Task 1: In the passage on Italy's possible governing coalitions, which two parties are described as strongly Atlanticist?
Task 2: Carry on the passage about Italy's possible governing coalitions, picking up after its final sentence.

Source passage:
----
A centre-left coalition with the Democratic Party at its core would be the best guarantee for continued implementation of the reforms that Draghi has begun. At the same time, Italy would continue to push for joint European solutions to common challenges stemming from the war in Ukraine, while being influential in shaping the debates on EU reform and the eurozone’s fiscal rules. A right-wing coalition, probably with Brothers of Italy’s charismatic leader Giorgia Meloni as prime minister, would offer a much more disruptive scenario for Italy and the EU. Neither Brothers of Italy nor the League are currently calling for an exit from the euro. But a right-wing coalition would come to power on the back of a promise of tax cuts and increased social benefits that Italy cannot afford. Its ability to implement any such promises would be limited, but even a half-hearted attempt could deal a significant blow to Italy’s perceived commitment to reform and increase the premium on its government debt.

A right-wing coalition would still have an incentive to continue with Draghi’s reforms, to meet the conditions required to obtain money from the EU’s recovery fund, but the pace of reforms may slow. Efforts to change the EU’s fiscal rules would be more difficult, as Italy’s European partners would have limited trust in a government that was critical of the EU institutions and the euro and pursued a lax fiscal policy.

A right-wing government would keep Italy firmly anchored in NATO. The League has not always been enthusiastic about NATO, but both Brothers of Italy and Forza Italia are strongly Atlanticist. Meloni has for years sought to cultivate links with the Republican Party in the US. Under a right-wing government, Italy would not undermine the EU’s sanctions on Russia and would continue to support Ukraine. But Rome (along with many other EU capitals) is unlikely to favour a further toughening of sanctions on Russia that would harm Italy’s economy. Italy’s military support for Ukraine is also unlikely to increase, with the League sceptical about arms deliveries.
----
Items from a data source
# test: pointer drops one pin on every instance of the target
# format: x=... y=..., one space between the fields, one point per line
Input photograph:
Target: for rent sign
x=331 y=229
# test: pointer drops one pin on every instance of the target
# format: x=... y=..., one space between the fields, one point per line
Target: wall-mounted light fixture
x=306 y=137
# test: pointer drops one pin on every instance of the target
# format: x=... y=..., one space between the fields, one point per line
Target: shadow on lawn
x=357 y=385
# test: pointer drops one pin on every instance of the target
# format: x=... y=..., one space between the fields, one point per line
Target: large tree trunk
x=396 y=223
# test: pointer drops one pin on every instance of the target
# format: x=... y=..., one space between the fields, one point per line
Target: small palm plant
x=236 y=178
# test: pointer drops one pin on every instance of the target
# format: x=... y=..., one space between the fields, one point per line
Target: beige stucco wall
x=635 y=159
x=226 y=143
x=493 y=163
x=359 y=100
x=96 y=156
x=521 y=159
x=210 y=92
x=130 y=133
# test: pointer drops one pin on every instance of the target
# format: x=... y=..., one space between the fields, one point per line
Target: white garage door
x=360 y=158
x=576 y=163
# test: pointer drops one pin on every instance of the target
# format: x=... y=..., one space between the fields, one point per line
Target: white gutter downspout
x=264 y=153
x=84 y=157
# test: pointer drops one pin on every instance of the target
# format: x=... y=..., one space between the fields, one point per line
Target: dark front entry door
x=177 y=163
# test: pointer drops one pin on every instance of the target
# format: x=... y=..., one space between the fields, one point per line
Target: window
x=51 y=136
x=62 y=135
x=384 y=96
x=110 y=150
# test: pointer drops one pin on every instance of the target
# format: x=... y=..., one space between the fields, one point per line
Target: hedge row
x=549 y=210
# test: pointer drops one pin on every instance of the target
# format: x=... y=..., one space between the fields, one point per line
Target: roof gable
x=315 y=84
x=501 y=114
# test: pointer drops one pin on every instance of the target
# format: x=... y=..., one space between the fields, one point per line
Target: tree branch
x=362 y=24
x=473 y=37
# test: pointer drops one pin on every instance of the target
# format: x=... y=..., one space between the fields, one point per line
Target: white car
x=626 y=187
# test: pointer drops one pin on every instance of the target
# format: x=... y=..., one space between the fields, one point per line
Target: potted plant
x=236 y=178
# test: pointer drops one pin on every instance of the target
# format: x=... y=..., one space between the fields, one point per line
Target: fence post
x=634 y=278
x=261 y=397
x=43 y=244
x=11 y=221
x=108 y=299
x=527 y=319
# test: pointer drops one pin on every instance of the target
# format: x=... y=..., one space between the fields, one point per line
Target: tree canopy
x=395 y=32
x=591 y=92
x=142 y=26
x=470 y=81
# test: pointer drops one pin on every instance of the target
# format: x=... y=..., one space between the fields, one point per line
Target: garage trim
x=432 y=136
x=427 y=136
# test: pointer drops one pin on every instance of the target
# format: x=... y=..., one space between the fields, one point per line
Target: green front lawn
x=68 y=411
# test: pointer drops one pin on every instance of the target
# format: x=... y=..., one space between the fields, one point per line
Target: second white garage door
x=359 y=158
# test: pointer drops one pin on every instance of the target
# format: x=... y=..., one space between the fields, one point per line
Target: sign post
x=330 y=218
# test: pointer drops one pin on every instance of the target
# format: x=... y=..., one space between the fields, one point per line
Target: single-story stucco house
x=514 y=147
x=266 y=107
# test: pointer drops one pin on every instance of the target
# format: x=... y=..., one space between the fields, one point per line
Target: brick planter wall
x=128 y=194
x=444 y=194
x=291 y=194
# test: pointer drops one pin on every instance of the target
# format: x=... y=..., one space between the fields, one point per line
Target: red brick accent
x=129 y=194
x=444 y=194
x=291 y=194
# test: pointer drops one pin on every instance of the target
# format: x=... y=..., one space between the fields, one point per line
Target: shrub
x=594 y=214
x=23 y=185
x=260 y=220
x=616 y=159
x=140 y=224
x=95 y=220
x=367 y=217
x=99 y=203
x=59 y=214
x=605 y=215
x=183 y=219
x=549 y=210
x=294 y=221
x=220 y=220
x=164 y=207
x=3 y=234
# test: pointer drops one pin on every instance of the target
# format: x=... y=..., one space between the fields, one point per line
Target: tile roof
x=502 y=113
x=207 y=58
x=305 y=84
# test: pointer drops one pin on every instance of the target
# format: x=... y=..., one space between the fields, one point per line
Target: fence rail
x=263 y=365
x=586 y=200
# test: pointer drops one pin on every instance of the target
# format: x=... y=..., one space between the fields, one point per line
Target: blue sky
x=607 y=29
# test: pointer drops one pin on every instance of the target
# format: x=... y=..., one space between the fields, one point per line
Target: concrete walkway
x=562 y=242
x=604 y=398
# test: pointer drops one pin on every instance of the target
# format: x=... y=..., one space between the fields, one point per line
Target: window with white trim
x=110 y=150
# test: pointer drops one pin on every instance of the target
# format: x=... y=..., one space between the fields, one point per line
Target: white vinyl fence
----
Expected output 1: Brothers of Italy and Forza Italia.

Expected output 2:
There would be plenty of scope for conflict between a right-wing coalition and the EU institutions. For example, Brothers of Italy says it wants to reassert the supremacy of Italy’s constitution over European law and has called for an ‘Italians first’ approach to accessing social services and benefits. Migration is another area in which there are likely to be tensions because a right-wing government would feel it had to make loud demands for solidarity in taking in migrants arriving in Italy, but this would be rejected by other member-states. The current proposals to reform the EU’s migration and asylum system would be unlikely to progress.

Despite this, the risk of conflict between a right-wing coalition and the EU should not be overplayed. A right-wing government would not necessarily want to follow through with its more controversial promises, and it would be constrained by internal divisions, with large parts of the League and Forza Italia being unwilling to pursue a course of overt confrontation with the EU. Italy’s constitutional system, including its president, would also act as a check on the government’s policy choices. And a right-wing coalition could favour greater co-operation at the EU level on some issues. For example, Brothers of Italy and the League say they support more European co-operation in areas like security and foreign policy.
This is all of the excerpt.